Recorded data:
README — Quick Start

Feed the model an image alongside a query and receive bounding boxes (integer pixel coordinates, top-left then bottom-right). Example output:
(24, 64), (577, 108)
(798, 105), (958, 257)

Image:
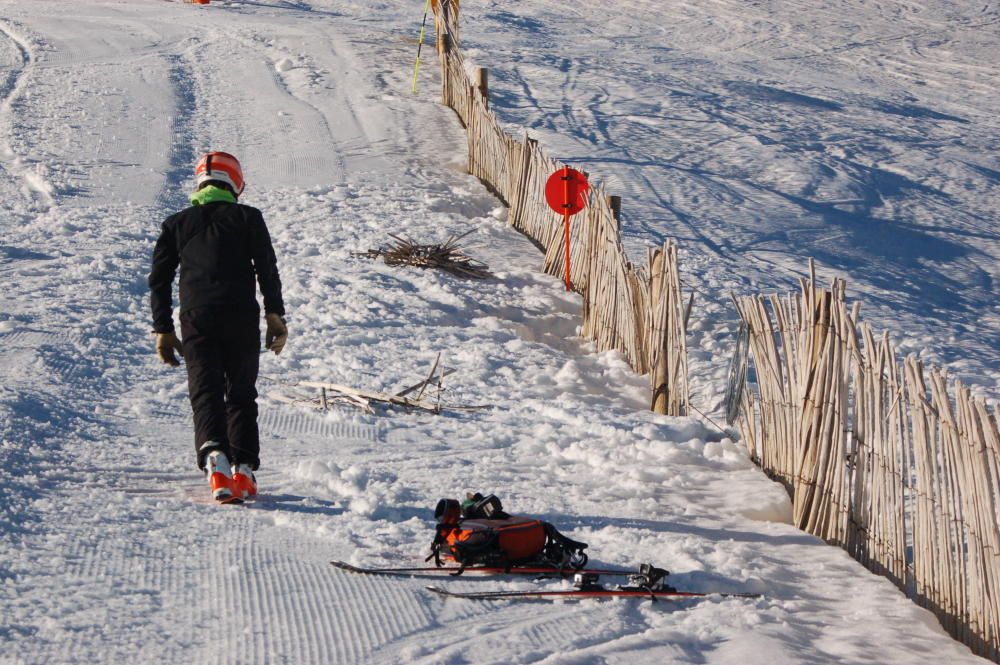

Stated problem:
Express every line of the records above as a JSON list of strings, one string per line, skipping blank lines. Leave the pictures out.

Exercise solution:
[
  "README — Quick Start",
  "Feed the model an image alongside a query and receive bounding boxes (integer pixel coordinates, top-left then bottom-right). Example output:",
  "(24, 64), (577, 108)",
  "(798, 105), (958, 257)",
  "Image:"
]